Given problem:
Without the images, write out the whole listing exactly.
-- begin --
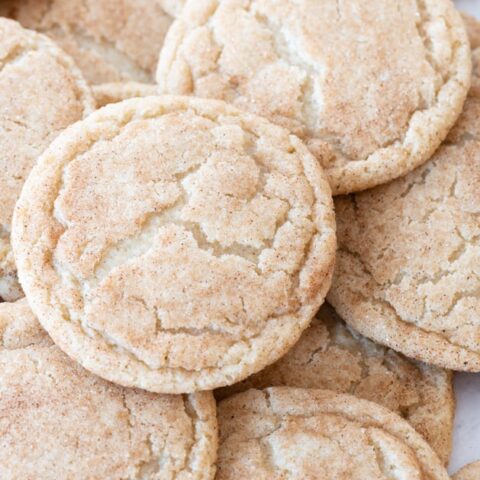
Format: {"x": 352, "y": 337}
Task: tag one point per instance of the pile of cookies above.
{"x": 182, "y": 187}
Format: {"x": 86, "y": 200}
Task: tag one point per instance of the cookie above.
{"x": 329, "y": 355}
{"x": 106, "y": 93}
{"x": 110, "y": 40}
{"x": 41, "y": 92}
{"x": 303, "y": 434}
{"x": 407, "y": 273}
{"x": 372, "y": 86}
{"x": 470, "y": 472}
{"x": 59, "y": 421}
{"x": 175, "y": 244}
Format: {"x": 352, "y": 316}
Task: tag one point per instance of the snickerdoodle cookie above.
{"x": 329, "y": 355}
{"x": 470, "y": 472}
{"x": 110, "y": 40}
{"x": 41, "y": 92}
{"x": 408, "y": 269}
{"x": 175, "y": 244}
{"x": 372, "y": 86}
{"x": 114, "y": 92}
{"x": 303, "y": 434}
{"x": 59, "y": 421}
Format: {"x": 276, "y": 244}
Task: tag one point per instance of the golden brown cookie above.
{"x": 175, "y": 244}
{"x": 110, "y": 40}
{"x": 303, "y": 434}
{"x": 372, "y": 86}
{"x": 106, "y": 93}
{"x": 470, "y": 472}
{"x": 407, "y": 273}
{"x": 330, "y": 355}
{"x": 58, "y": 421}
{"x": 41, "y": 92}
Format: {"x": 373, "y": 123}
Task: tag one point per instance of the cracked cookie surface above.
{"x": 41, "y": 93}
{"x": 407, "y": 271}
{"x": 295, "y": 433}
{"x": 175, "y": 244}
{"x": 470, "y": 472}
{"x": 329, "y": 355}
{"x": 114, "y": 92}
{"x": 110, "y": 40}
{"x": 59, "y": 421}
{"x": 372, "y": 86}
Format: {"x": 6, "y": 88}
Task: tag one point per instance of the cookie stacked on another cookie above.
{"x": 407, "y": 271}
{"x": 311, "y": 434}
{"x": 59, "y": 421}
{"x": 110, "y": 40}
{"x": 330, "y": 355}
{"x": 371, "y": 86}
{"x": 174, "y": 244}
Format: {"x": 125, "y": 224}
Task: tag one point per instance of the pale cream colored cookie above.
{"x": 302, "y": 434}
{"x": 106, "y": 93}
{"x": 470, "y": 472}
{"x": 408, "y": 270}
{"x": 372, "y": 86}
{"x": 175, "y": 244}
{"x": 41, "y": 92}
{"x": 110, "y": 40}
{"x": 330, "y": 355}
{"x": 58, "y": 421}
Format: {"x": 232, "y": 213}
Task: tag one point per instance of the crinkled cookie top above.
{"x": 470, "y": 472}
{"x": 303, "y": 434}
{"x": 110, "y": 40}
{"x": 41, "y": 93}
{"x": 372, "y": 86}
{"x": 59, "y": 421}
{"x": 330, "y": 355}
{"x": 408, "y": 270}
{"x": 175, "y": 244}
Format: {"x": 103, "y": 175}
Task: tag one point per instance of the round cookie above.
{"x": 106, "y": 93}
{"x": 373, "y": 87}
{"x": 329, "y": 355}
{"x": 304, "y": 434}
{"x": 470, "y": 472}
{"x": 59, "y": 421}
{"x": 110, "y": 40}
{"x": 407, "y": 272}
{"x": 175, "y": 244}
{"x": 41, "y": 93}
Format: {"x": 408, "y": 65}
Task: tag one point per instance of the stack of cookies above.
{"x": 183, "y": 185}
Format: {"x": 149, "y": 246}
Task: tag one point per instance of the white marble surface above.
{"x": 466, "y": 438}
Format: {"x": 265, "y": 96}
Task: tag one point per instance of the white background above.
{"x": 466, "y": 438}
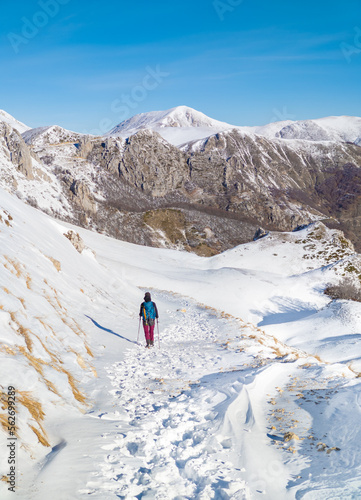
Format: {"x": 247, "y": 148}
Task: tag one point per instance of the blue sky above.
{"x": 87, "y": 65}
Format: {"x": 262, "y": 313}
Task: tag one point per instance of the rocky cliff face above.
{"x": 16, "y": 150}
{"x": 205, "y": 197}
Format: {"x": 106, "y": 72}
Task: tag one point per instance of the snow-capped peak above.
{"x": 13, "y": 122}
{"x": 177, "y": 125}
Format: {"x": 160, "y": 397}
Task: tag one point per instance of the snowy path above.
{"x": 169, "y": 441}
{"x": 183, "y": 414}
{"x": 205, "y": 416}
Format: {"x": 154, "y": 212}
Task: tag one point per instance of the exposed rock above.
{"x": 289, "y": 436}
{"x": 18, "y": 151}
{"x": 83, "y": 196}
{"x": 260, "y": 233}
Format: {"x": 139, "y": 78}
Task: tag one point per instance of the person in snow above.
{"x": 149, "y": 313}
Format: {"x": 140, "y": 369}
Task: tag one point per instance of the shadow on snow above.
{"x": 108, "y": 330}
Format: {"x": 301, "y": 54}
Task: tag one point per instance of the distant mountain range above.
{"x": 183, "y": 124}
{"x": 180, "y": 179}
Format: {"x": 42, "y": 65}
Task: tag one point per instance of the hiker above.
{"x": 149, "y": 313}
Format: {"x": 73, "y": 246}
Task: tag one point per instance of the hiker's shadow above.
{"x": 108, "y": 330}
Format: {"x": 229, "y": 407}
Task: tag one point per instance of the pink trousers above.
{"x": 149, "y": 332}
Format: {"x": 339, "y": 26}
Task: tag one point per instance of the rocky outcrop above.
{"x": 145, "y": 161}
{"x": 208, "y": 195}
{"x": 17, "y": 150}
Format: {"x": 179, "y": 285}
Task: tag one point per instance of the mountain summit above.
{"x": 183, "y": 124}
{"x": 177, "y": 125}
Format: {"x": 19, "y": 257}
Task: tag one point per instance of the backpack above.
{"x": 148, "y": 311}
-- end --
Final result:
Format: {"x": 352, "y": 337}
Task: tag one point per instance of the pile of cookies above.
{"x": 182, "y": 187}
Format: {"x": 86, "y": 200}
Task: tag one point per instance of the cookie above.
{"x": 329, "y": 355}
{"x": 106, "y": 93}
{"x": 110, "y": 40}
{"x": 41, "y": 92}
{"x": 303, "y": 434}
{"x": 407, "y": 273}
{"x": 372, "y": 86}
{"x": 470, "y": 472}
{"x": 59, "y": 421}
{"x": 175, "y": 244}
Format: {"x": 352, "y": 316}
Task: tag one point per instance of the snickerdoodle cookie above.
{"x": 329, "y": 355}
{"x": 470, "y": 472}
{"x": 110, "y": 40}
{"x": 41, "y": 92}
{"x": 408, "y": 269}
{"x": 175, "y": 244}
{"x": 372, "y": 86}
{"x": 114, "y": 92}
{"x": 303, "y": 434}
{"x": 59, "y": 421}
Format: {"x": 276, "y": 244}
Task: tag one point per instance of the golden brown cookie above.
{"x": 175, "y": 244}
{"x": 110, "y": 40}
{"x": 303, "y": 434}
{"x": 372, "y": 86}
{"x": 106, "y": 93}
{"x": 470, "y": 472}
{"x": 407, "y": 273}
{"x": 330, "y": 355}
{"x": 58, "y": 421}
{"x": 41, "y": 92}
Format: {"x": 373, "y": 123}
Task: tag one point per instance of the cracked cookie surface above.
{"x": 41, "y": 93}
{"x": 407, "y": 271}
{"x": 295, "y": 433}
{"x": 175, "y": 244}
{"x": 470, "y": 472}
{"x": 329, "y": 355}
{"x": 114, "y": 92}
{"x": 110, "y": 40}
{"x": 59, "y": 421}
{"x": 372, "y": 86}
Format: {"x": 6, "y": 88}
Task: tag one point per instance of the cookie stacked on another cookie above.
{"x": 407, "y": 271}
{"x": 311, "y": 434}
{"x": 59, "y": 421}
{"x": 110, "y": 40}
{"x": 330, "y": 355}
{"x": 371, "y": 86}
{"x": 174, "y": 244}
Format: {"x": 125, "y": 224}
Task: tag one point per instance of the pale cream colored cookie above.
{"x": 302, "y": 434}
{"x": 106, "y": 93}
{"x": 470, "y": 472}
{"x": 408, "y": 270}
{"x": 372, "y": 86}
{"x": 175, "y": 244}
{"x": 41, "y": 92}
{"x": 110, "y": 40}
{"x": 330, "y": 355}
{"x": 58, "y": 421}
Format: {"x": 232, "y": 213}
Task: tag one point per instance of the crinkled cookie top above.
{"x": 470, "y": 472}
{"x": 303, "y": 434}
{"x": 110, "y": 40}
{"x": 41, "y": 93}
{"x": 372, "y": 86}
{"x": 59, "y": 421}
{"x": 330, "y": 355}
{"x": 408, "y": 270}
{"x": 175, "y": 244}
Format: {"x": 103, "y": 175}
Task: tag one point per instance of the round cookie above.
{"x": 106, "y": 93}
{"x": 373, "y": 87}
{"x": 329, "y": 355}
{"x": 304, "y": 434}
{"x": 470, "y": 472}
{"x": 59, "y": 421}
{"x": 110, "y": 40}
{"x": 407, "y": 272}
{"x": 175, "y": 244}
{"x": 41, "y": 93}
Format: {"x": 408, "y": 65}
Task: tag one point per instance of the stack of cookies above.
{"x": 183, "y": 185}
Format: {"x": 149, "y": 246}
Task: tag one point per instance of the white marble surface above.
{"x": 466, "y": 438}
Format: {"x": 265, "y": 96}
Task: tag one point per instance of the white background above.
{"x": 466, "y": 438}
Format: {"x": 247, "y": 148}
Task: tag one point per instance of the blue sky above.
{"x": 87, "y": 65}
Format: {"x": 262, "y": 313}
Task: tag one point per instance of the rocky cliff face above.
{"x": 16, "y": 150}
{"x": 205, "y": 197}
Format: {"x": 106, "y": 72}
Task: tag one point per instance of the snow-capped peak above.
{"x": 13, "y": 122}
{"x": 177, "y": 125}
Format: {"x": 160, "y": 397}
Task: tag one point per instance of the snowy path above.
{"x": 169, "y": 441}
{"x": 183, "y": 414}
{"x": 205, "y": 416}
Format: {"x": 154, "y": 212}
Task: tag one point per instance of the exposed rock above.
{"x": 289, "y": 436}
{"x": 18, "y": 151}
{"x": 83, "y": 196}
{"x": 260, "y": 233}
Format: {"x": 139, "y": 78}
Task: tag one point per instance of the person in snow above.
{"x": 149, "y": 313}
Format: {"x": 140, "y": 369}
Task: tag one point per instance of the shadow on snow above.
{"x": 108, "y": 330}
Format: {"x": 301, "y": 54}
Task: tag one point per instance of the distant mountain range above.
{"x": 183, "y": 124}
{"x": 180, "y": 179}
Format: {"x": 42, "y": 65}
Task: tag one point per instance of the hiker above.
{"x": 149, "y": 313}
Format: {"x": 73, "y": 246}
Task: tag one point per instance of the hiker's shadow above.
{"x": 108, "y": 330}
Format: {"x": 229, "y": 407}
Task: tag one point per instance of the pink trousers above.
{"x": 149, "y": 332}
Format: {"x": 339, "y": 26}
Task: tag one point per instance of the rocky outcrop above.
{"x": 145, "y": 161}
{"x": 208, "y": 195}
{"x": 17, "y": 150}
Format: {"x": 179, "y": 285}
Task: tag one point per instance of the mountain summit above.
{"x": 183, "y": 124}
{"x": 177, "y": 125}
Format: {"x": 19, "y": 257}
Task: tag one point per instance of the backpack above.
{"x": 148, "y": 311}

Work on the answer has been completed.